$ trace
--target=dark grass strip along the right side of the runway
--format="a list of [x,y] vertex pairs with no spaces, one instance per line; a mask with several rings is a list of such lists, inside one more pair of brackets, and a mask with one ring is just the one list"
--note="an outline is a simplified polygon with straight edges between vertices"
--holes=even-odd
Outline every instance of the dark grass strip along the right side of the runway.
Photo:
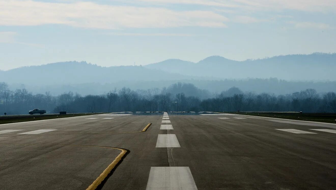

[Your instructions]
Beginning with the line that contains "list of [x,y]" and ending with the final line of the listing, return each line exactly. Omit all pictures.

[Task solution]
--format="a list of [x,y] vertex pairs with no spaces, one instance per line; a mask with several rings is a list of such lists, inside one more pair of brackets, and a mask with one ring is just the one list"
--note="an outline is a simplified polygon with straight edges between vertices"
--holes=even-odd
Outline every instance of the dark grass strip along the right side of the runway.
Photo:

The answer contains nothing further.